Plaza de San Pedro.
Miércoles 17 de octubre de 2012.
Queridos
hermanos y hermanas:
Hoy desearía
introducir el nuevo ciclo de catequesis que se desarrolla a lo largo de todo el
Año de la fe recién comenzado y que interrumpe -durante este período- el
ciclo dedicado a la escuela de la oración. Con la carta apostólica Porta Fidei convoqué este Año especial
precisamente para que la Iglesia renueve el entusiasmo de creer en Jesucristo,
único salvador del mundo; reavive la alegría de caminar por el camino que nos
ha indicado; y testimonie de modo concreto la fuerza transformadora de la fe.

▶ **DATOS RECOPILADOS**:
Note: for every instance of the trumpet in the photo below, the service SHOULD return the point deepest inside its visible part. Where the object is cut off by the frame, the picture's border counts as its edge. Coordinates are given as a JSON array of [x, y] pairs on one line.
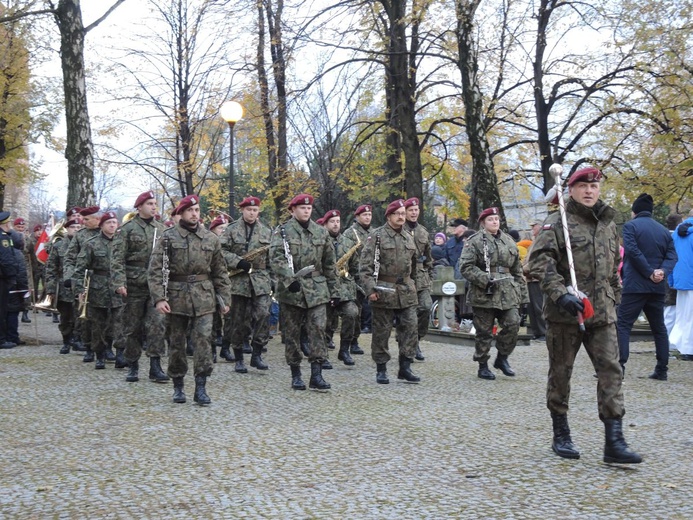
[[85, 301]]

▶ **QUÉ SE PIDE**:
Enumera todos los fines con los que, según el texto de partida, se convocó el Año especial mediante la carta apostólica Porta Fidei. El material no tiene ningún papel en este ejercicio.

▶ **SOLUCIÓN DEL EJERCICIO**:
- Que la Iglesia renueve el entusiasmo de creer en Jesucristo, único salvador del mundo.
- Que reavive la alegría de caminar por el camino que nos ha indicado.
- Que testimonie de modo concreto la fuerza transformadora de la fe.